— start Data entries —
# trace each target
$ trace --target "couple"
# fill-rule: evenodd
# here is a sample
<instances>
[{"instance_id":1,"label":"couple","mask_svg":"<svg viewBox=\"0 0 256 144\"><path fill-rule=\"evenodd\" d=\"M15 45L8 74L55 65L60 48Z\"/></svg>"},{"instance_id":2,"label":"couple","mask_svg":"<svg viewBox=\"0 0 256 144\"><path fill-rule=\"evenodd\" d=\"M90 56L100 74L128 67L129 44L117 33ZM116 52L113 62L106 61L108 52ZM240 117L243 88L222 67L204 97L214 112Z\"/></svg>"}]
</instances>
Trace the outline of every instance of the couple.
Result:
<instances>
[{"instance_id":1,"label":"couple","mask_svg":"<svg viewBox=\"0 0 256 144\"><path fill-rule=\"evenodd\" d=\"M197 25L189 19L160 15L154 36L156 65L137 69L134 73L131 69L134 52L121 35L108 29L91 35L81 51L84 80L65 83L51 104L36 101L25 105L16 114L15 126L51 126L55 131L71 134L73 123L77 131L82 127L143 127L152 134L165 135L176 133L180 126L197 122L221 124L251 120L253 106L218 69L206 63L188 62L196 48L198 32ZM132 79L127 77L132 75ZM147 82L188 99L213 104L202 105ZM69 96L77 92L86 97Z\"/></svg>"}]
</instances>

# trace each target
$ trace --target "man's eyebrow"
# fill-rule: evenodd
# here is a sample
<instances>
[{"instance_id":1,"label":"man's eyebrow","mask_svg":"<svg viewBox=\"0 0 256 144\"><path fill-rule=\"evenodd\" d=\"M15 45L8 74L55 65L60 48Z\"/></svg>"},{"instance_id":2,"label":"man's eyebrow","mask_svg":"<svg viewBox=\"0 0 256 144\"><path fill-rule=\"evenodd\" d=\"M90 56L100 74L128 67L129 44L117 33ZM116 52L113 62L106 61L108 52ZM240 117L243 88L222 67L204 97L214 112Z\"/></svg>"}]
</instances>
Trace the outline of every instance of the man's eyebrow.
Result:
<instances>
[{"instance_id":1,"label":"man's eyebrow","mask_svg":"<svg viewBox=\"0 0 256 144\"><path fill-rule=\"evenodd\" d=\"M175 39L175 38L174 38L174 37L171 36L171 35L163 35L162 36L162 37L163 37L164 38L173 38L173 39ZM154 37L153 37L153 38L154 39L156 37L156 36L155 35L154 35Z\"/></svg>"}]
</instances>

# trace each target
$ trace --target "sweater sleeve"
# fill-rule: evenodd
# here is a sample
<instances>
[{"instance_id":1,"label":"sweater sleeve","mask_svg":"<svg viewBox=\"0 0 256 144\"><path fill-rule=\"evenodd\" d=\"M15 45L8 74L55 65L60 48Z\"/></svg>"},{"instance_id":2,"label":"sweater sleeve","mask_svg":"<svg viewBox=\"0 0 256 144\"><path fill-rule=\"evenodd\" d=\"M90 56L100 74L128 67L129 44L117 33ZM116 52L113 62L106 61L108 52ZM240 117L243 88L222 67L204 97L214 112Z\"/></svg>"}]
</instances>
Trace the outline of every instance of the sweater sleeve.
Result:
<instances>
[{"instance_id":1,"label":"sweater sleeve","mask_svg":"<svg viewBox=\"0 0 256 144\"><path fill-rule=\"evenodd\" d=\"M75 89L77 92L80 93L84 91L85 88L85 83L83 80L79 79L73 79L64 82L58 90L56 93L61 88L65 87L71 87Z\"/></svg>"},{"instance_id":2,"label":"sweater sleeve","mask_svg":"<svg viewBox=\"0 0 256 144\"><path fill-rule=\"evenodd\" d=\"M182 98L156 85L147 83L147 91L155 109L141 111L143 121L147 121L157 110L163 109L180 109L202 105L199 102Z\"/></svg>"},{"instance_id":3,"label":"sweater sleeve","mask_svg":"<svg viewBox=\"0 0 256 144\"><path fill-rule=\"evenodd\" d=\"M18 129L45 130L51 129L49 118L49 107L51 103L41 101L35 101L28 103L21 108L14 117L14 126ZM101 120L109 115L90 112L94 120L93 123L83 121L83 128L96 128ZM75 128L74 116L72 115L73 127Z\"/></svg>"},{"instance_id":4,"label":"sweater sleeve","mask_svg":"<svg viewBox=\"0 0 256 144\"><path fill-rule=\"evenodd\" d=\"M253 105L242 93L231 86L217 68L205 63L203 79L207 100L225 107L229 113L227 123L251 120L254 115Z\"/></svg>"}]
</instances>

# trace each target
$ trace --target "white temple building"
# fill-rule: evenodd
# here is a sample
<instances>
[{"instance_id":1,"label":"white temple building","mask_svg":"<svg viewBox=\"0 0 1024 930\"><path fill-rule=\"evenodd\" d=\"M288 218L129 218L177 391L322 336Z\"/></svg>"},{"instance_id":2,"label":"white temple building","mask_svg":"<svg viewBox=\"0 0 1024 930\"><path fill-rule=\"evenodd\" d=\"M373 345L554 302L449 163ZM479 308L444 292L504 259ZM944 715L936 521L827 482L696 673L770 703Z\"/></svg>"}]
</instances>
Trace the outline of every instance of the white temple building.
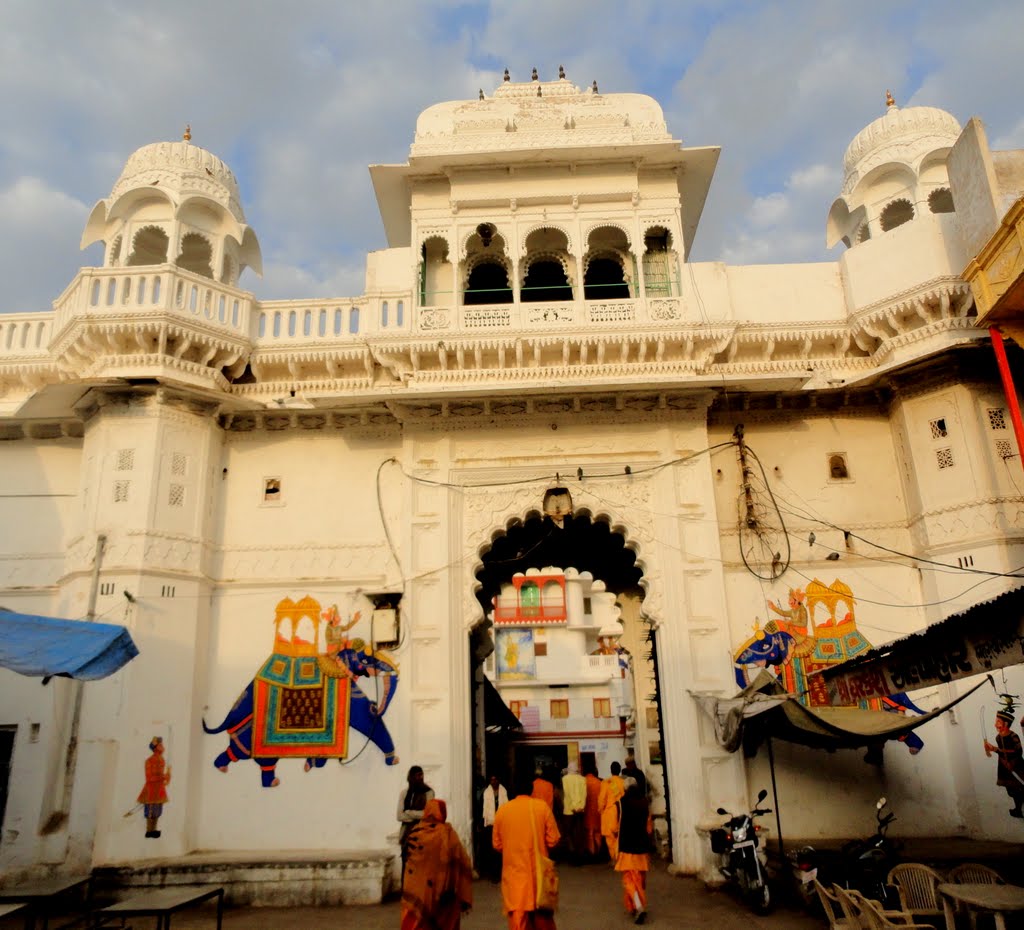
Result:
— end Data entries —
| Task |
Give back every line exactly as it stands, pictures excluded.

| Problem solution |
# trace each target
$ trace --target "couple"
# fill-rule: evenodd
# here is a sample
<instances>
[{"instance_id":1,"label":"couple","mask_svg":"<svg viewBox=\"0 0 256 144\"><path fill-rule=\"evenodd\" d=\"M15 45L8 74L55 65L60 48Z\"/></svg>"},{"instance_id":2,"label":"couple","mask_svg":"<svg viewBox=\"0 0 256 144\"><path fill-rule=\"evenodd\" d=\"M90 56L100 74L128 67L129 44L117 33ZM116 52L113 62L106 61L108 52ZM240 117L243 88L222 67L204 97L214 112Z\"/></svg>"}]
</instances>
Trace the outline of every instance of the couple.
Result:
<instances>
[{"instance_id":1,"label":"couple","mask_svg":"<svg viewBox=\"0 0 256 144\"><path fill-rule=\"evenodd\" d=\"M197 25L189 19L160 15L154 36L156 65L137 69L134 73L131 69L134 52L121 35L108 29L91 35L81 51L84 80L65 83L51 104L36 101L25 105L16 114L15 126L51 126L55 131L71 134L73 123L77 131L82 127L143 127L152 134L165 135L176 133L180 126L197 122L221 124L251 120L253 106L218 69L206 63L188 62L196 48L198 32ZM132 79L127 77L132 75ZM147 82L188 99L213 104L202 105ZM69 96L77 92L86 97Z\"/></svg>"}]
</instances>

# trace each target
$ trace --target "man's eyebrow"
# fill-rule: evenodd
# here is a sample
<instances>
[{"instance_id":1,"label":"man's eyebrow","mask_svg":"<svg viewBox=\"0 0 256 144\"><path fill-rule=\"evenodd\" d=\"M15 45L8 74L55 65L60 48Z\"/></svg>"},{"instance_id":2,"label":"man's eyebrow","mask_svg":"<svg viewBox=\"0 0 256 144\"><path fill-rule=\"evenodd\" d=\"M90 56L100 74L128 67L129 44L117 33ZM116 52L113 62L106 61L108 52ZM240 117L243 88L222 67L204 97L214 112Z\"/></svg>"}]
</instances>
Trace the outline of every instance of the man's eyebrow.
Result:
<instances>
[{"instance_id":1,"label":"man's eyebrow","mask_svg":"<svg viewBox=\"0 0 256 144\"><path fill-rule=\"evenodd\" d=\"M175 39L175 38L174 38L174 37L171 36L171 35L163 35L162 36L162 37L163 37L164 38L173 38L173 39ZM154 37L153 37L153 38L154 39L156 37L156 36L155 35L154 35Z\"/></svg>"}]
</instances>

# trace each target
$ trace --target "sweater sleeve"
# fill-rule: evenodd
# here is a sample
<instances>
[{"instance_id":1,"label":"sweater sleeve","mask_svg":"<svg viewBox=\"0 0 256 144\"><path fill-rule=\"evenodd\" d=\"M15 45L8 74L55 65L60 48Z\"/></svg>"},{"instance_id":2,"label":"sweater sleeve","mask_svg":"<svg viewBox=\"0 0 256 144\"><path fill-rule=\"evenodd\" d=\"M90 56L100 74L128 67L129 44L117 33ZM116 52L113 62L106 61L108 52ZM240 117L243 88L222 67L204 97L214 112Z\"/></svg>"}]
</instances>
Trace the outline of every instance of the sweater sleeve.
Result:
<instances>
[{"instance_id":1,"label":"sweater sleeve","mask_svg":"<svg viewBox=\"0 0 256 144\"><path fill-rule=\"evenodd\" d=\"M75 89L77 92L80 93L84 91L85 88L85 83L83 80L79 79L73 79L64 82L58 90L56 93L61 88L65 87L71 87Z\"/></svg>"},{"instance_id":2,"label":"sweater sleeve","mask_svg":"<svg viewBox=\"0 0 256 144\"><path fill-rule=\"evenodd\" d=\"M182 98L156 85L147 83L147 91L155 109L141 111L143 121L147 121L157 110L163 109L180 109L202 105L199 102Z\"/></svg>"},{"instance_id":3,"label":"sweater sleeve","mask_svg":"<svg viewBox=\"0 0 256 144\"><path fill-rule=\"evenodd\" d=\"M18 129L45 130L51 129L49 118L49 107L51 103L41 101L35 101L28 103L21 108L14 117L14 126ZM101 120L109 115L90 112L94 120L93 123L83 121L83 128L96 128ZM75 128L74 116L72 115L73 127Z\"/></svg>"},{"instance_id":4,"label":"sweater sleeve","mask_svg":"<svg viewBox=\"0 0 256 144\"><path fill-rule=\"evenodd\" d=\"M253 105L242 93L231 86L217 68L205 63L203 79L207 100L225 107L229 113L227 123L251 120L254 115Z\"/></svg>"}]
</instances>

# trace each target
$ trace --target "white temple building"
# fill-rule: evenodd
# here is a sample
<instances>
[{"instance_id":1,"label":"white temple building","mask_svg":"<svg viewBox=\"0 0 1024 930\"><path fill-rule=\"evenodd\" d=\"M288 218L129 218L177 391L322 336Z\"/></svg>"},{"instance_id":2,"label":"white temple building","mask_svg":"<svg viewBox=\"0 0 1024 930\"><path fill-rule=\"evenodd\" d=\"M373 345L554 302L449 163ZM479 308L444 292L504 259ZM944 715L936 521L827 482L696 673L770 703Z\"/></svg>"}]
</instances>
Trace the outline of every instance of the white temple building.
Result:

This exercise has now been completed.